§ PASSAGE:
Real estate developers in Aurora typically created lavish areas devoted to turf along streets, including this one, but a 2022 law dramatically reduced what is permitted in future developments. CREDIT: ALLEN BEST/BIG PIVOTS

When Aurora changed its mind

For many years, Aurora tried voluntary programs for turf removal, in order to stretch its water. It made no sense if others then planted large amounts of grass. “We didn’t have success until we mandated a ban on nonfunctional turf,” Brown said.

In September 2022, Aurora City Council adopted a wide-ranging ordinance that is among the most aggressive in Colorado. It bans Kentucky bluegrass and other thirsty cool-weather grass in front yards of new residential developments. New golf courses are allowed, but not with thirsty grasses. They must have grasses that use less water. New ornamental water features, such as fountains, are also banned.

Several decades ago, Aurora had gained a reputation for lacking greenery due to the mostly treeless landscape of newer subdivisions.

“I would ask those people to go east of Aurora and see what they see,” said Tim York, water conservation manager for Aurora. “They won’t see turf and they won’t see very many trees. Although we aren’t against trees. We definitely need trees. Just be sure to put them in the right places.”

Aurora, now with a population of 400,000, for many decades believed it needed well-watered turf in its urban landscapes. Even in the late 1980s, the city water department had just one employee devoted to conservation.

“In retrospect, installing landscapes for aesthetic purposes that require over 2 feet of water per year was probably not the right way to do it,” said York.

US Drought Monitor June 25, 2002.

The 2002 drought forced a new reckoning. That hot, dry, windy year revealed the inadequacy of Aurora’s portfolio of water rights and storage, both for that intense drought but also in regard to projected population growth. The city’s utility manager warned of dire reductions if snow didn’t arrive. It did the next spring, on St. Patrick’s Day of 2003, but the episode revealed the city’s vulnerabilities.

Both reuse and conservation became an active part of the municipal agenda. Since then, per-capita water use has declined by 36%. The population during that time has grown by 30%. The city offered rebates to residents willing to replace their thirsty turf.

In 2022, though, the city recognized the fallacy of creating a bigger problem that would have to be addressed later.

York, a landscape architect by training with experience in Las Vegas, contends that pleasant urban landscapes can be created with lesser volumes of water. It just takes more thoughtfulness about the function.

“That function should not be that ‘It looks pretty’ and that is all that it does,” York said. “A water-wise landscape, done correctly with species variation, can be far more attractive than the monotonous green carpet turf found in most places.”

§ RECORD LIST:
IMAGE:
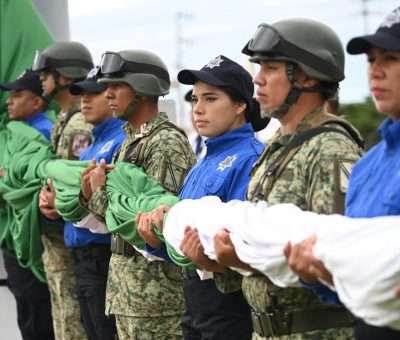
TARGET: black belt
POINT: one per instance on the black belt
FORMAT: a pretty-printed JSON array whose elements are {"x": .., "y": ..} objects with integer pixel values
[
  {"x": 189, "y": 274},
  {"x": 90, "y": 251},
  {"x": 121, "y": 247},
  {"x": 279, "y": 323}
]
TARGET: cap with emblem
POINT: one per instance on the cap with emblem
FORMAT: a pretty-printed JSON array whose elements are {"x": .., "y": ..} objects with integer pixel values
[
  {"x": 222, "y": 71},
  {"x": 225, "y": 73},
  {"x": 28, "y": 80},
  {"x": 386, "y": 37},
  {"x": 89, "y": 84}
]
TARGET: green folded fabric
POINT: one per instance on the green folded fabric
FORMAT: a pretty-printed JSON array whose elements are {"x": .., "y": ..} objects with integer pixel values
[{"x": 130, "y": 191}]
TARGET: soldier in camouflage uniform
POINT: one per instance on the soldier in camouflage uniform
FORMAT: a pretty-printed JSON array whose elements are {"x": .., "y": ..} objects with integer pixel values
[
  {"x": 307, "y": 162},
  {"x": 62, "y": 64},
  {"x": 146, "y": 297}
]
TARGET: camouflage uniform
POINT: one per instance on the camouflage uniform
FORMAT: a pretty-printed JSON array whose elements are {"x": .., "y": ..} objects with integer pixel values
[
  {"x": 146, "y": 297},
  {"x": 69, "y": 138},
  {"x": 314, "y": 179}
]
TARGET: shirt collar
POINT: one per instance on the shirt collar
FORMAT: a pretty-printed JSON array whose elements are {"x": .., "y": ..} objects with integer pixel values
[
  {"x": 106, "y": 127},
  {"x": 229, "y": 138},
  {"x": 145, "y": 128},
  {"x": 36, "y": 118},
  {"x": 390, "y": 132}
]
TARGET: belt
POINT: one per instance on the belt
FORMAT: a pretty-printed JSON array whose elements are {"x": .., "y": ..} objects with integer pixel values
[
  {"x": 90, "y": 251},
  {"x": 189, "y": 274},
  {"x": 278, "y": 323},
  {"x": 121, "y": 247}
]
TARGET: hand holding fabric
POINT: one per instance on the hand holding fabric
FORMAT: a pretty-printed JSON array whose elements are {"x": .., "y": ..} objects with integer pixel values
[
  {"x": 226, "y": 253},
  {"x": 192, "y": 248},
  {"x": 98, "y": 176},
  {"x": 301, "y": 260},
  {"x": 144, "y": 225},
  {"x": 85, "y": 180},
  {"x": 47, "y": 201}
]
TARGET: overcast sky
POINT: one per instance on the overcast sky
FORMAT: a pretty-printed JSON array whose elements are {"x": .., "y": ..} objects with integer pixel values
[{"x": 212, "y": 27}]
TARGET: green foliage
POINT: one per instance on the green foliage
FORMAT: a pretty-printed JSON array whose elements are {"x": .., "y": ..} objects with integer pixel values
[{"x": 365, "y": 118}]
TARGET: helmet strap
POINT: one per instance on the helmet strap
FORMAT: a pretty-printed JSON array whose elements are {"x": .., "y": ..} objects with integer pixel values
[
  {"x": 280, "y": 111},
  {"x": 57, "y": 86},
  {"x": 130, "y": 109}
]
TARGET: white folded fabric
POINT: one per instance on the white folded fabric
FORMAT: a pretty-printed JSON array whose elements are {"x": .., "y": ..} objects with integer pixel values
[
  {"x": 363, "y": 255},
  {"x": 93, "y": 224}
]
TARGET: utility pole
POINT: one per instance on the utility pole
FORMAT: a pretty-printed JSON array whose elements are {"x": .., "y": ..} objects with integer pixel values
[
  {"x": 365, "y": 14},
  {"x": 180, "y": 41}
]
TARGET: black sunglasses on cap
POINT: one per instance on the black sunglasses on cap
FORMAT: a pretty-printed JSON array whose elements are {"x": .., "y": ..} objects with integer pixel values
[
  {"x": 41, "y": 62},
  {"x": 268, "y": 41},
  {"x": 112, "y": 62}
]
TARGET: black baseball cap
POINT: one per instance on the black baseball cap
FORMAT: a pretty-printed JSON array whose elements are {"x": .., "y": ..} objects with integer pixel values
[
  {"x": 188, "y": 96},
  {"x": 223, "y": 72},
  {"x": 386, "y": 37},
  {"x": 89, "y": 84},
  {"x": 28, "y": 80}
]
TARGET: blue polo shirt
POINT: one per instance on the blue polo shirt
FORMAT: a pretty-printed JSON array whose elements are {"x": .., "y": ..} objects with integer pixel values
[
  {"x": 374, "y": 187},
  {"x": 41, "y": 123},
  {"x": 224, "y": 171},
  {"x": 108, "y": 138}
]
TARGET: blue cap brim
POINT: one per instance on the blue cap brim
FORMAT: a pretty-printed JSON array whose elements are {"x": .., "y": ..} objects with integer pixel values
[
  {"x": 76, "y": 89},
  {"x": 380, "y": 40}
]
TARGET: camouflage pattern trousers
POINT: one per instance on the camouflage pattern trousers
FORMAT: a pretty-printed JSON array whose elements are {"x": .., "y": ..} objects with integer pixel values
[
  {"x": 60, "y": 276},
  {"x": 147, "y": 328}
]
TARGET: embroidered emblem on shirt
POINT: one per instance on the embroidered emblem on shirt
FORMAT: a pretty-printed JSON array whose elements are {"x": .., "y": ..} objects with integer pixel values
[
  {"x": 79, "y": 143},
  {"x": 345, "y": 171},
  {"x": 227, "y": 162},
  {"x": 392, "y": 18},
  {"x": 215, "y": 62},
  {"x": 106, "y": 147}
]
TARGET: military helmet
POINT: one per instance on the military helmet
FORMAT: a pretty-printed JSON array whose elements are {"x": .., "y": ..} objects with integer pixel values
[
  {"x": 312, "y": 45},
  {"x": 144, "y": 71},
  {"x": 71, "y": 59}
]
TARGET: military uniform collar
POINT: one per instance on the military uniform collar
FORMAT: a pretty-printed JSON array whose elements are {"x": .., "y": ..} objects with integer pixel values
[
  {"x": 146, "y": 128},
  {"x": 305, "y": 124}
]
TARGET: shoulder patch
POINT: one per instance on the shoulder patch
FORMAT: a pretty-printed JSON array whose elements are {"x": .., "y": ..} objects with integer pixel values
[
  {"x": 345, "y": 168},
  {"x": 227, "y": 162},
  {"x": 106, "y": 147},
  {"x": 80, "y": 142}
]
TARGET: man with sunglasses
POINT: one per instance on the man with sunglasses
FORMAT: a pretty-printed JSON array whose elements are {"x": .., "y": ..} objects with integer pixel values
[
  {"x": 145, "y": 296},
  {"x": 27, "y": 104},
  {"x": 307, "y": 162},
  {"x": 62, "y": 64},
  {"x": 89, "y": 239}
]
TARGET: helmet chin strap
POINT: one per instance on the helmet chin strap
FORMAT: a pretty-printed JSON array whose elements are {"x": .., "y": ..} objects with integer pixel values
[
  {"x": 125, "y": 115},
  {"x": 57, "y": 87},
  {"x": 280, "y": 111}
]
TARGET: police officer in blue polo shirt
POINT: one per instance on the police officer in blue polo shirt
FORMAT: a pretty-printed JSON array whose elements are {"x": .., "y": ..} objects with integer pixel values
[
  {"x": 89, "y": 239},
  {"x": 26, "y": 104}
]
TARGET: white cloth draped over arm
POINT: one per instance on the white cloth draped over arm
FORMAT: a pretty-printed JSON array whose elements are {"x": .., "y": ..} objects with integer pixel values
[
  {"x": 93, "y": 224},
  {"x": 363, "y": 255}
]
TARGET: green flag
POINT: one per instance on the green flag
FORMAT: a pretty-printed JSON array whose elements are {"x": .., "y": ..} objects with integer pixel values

§ GIVEN REQUEST: Extend the article about Aurora's limits on thirsty lawns, picking up right after its last sentence.

§ RIGHT ANSWER:
Aurora Mayor Mike Coffman said homeowners resisted the ban at first, as did some members of the City Council, who saw it as going too far. They were convinced by Coffman that taking action now may prevent more dramatic actions in the future if the Colorado River situation deteriorates further. Aurora gets 25% of its water from multiple sources in the Colorado River basin.

There were also arguments that water-wise landscaping is ugly. 

“I don’t think it’s ugly,” Coffman said in an interview. “What is ugly is when homeowners, because of the cost of water, give up on their yards. That’s ugly. But anyway, it’s the new reality we live in, and people have to get used to it.”

Native grasses use far less water than Kentucky bluegrass and other imported species but can look bedraggled, as was evident in September at this site near the Colorado State University Spur Campus in Denver. CREDIT: ALLEN BEST/BIG PIVOTS

Down the Colorado River

Nevada and California have adopted far more significant restrictions. 

A century ago, when the Colorado River Compact was crafted, Las Vegas had a population of little more than 2,000. The compact allocated only 300,000 acre-feet to Nevada, compared with 4.4 million acre-feet for California.

By 1996, Las Vegas was becoming a metropolitan area, and lawns replicating those found in Midwestern towns were still being planted in an environment of soaring summer heat and only 4 inches of average precipitation. The Southern Nevada Water Authority began offering incentives for turf removal. That program has since then cost $285 million, according to a January 2023 report prepared for the Colorado Water Conservation Board.

In 2021, with the notion of an empty Lake Mead becoming an all-too-real possibility, Nevada banned all ornamental turf dependent upon Colorado River water. Ornamental in this case applies to grass used in street medians, entrances to developments and office parks — in general, places where people rarely set foot except to mow. This covers about 31% of all the grass in the Las Vegas area.

California also took a very aggressive step in 2023. The law, Assembly Bill 1572, prohibits using drinking water for purely decorative grass in medians and outside business and in common areas of homeowner association neighborhoods, the Los Angeles Times reported in September. The ban will take effect in phases between 2027 and 2031. It exempts sports fields, parks, cemeteries and residences.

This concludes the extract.